== PROBLEM DETAILS ==
List every line in the rows below that contains the word "tree", copying each one in full.
______________________________
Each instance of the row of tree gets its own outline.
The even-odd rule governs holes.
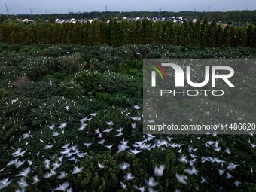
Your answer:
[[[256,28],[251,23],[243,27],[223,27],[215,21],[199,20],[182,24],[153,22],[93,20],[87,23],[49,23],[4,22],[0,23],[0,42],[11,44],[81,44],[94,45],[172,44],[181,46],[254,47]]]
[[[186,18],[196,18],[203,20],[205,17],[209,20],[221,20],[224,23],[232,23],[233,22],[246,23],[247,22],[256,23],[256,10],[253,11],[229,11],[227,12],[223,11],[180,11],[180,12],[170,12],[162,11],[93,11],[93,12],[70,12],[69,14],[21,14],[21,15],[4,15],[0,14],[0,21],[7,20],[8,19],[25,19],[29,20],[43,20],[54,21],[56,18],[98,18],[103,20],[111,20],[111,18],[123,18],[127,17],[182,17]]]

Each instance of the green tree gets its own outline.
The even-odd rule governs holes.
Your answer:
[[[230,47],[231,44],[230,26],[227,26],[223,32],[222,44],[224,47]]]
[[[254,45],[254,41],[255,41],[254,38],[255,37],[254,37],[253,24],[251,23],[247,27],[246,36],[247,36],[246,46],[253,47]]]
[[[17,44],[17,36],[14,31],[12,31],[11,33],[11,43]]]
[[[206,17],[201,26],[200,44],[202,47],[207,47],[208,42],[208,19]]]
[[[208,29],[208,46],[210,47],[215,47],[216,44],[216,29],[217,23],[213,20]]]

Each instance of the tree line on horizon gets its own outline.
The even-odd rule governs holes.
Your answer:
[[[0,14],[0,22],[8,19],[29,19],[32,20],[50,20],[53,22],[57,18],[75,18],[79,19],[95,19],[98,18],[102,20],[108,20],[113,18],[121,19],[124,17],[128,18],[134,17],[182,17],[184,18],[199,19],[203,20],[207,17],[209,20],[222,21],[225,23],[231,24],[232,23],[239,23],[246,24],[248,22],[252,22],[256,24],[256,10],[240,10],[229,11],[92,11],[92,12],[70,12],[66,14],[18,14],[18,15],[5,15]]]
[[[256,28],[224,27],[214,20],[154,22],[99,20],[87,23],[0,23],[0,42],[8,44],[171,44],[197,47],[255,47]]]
______________________________
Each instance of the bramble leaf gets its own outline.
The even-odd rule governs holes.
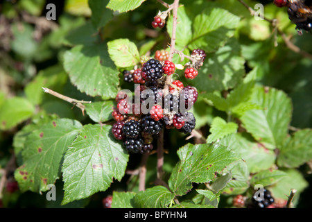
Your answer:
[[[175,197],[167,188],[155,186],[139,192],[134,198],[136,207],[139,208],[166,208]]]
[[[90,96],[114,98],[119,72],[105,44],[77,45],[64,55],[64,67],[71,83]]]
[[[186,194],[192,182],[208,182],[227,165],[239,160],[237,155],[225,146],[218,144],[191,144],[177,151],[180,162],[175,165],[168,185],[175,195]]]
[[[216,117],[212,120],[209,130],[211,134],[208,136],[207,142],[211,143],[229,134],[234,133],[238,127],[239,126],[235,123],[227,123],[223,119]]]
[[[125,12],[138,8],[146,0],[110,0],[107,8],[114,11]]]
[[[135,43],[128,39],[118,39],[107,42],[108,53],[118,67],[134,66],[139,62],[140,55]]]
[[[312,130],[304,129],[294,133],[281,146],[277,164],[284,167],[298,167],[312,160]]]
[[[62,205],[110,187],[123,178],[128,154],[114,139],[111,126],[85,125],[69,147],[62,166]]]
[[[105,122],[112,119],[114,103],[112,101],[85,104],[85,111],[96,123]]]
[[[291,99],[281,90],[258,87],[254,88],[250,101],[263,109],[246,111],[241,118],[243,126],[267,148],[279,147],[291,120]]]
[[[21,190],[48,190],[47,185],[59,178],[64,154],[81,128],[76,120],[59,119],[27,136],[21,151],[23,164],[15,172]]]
______________________________
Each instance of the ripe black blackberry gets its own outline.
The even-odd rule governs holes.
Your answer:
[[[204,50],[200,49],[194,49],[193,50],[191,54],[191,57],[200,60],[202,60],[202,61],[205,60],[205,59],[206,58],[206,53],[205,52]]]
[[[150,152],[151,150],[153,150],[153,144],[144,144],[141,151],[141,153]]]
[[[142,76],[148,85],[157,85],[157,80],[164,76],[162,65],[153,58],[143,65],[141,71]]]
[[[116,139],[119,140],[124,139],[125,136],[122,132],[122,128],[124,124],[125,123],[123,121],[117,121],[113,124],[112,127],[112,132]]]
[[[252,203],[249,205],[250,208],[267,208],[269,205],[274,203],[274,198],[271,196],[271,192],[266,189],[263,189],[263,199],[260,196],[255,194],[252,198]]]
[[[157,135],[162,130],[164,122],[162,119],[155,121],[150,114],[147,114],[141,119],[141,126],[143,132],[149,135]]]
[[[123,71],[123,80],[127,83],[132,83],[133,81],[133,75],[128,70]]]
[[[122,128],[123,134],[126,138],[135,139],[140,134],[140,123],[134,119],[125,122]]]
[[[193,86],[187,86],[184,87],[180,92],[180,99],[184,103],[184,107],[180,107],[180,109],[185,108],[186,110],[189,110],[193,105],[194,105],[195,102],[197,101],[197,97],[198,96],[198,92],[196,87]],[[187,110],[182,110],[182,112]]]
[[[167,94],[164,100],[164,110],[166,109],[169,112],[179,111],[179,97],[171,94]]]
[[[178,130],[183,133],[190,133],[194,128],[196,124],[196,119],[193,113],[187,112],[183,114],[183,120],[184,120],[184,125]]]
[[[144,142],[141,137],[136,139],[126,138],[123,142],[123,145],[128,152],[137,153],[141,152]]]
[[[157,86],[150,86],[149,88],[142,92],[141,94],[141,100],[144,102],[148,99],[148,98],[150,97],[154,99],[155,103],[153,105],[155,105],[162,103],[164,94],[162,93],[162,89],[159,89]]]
______________________________
== FINAL ANSWER ==
Each instance of the row of tree gets its own outline.
Each instance of the green tree gets its own outline.
Each instance of the tree line on horizon gets its own outline.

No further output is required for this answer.